··· DOCUMENT TEXT ···

Tuesday, March 27, 2012

When friendships are more precious than gold

The first time I saw children hunting for gold (spray painted pebbles) that leprechauns (teachers) had hidden in the yard, I remember commenting to my co-worker, "Wow, it's really like the gold rush! They've all got gold fever!" and we laughed--because it was so accurate! Every year, we would watch gold fever unfold, where children frantically looked for as much gold as they could get their mitts on, having complete meltdowns when they spilled their gold, and feverishly looked for anything shiny, hoping on all hope that it was another piece of gold.

I thought this behavior was just a given. I thought it spoke to human nature, and that we all just have this inherent greed that is only overcome by tireless hours of self reflection and growth.

This year, the children showed me how easy it is to be selfless.

Rather than having millions of little golden pebbles, the "leprechauns" only hid two dozen large pieces of gold. We only have twelve children in our school on a given day.

I told the children that when I was out in the yard, I found a piece of gold (I pulled it from my pocket to show them). I told them that I thought I saw some more, but only a few pieces. Could the kids find them and also make sure everyone had some before filling their bags? They all agreed.

They put on their shoes and jackets and went outside. It was a beautiful process that unfolded.

··· COLLECTED MATERIAL ···

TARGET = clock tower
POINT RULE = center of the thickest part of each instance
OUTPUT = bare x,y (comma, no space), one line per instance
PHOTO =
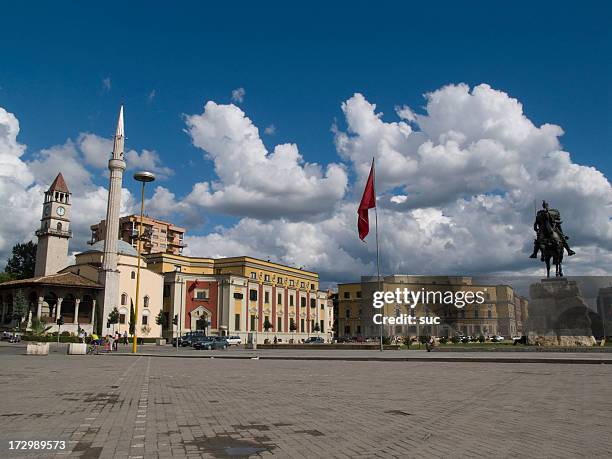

···

→ **PROMPT**
Please answer from the post about the gold hunt above: how many large pieces of gold did the "leprechauns" hide this year?

→ **FULL OUTPUT**
Two dozen.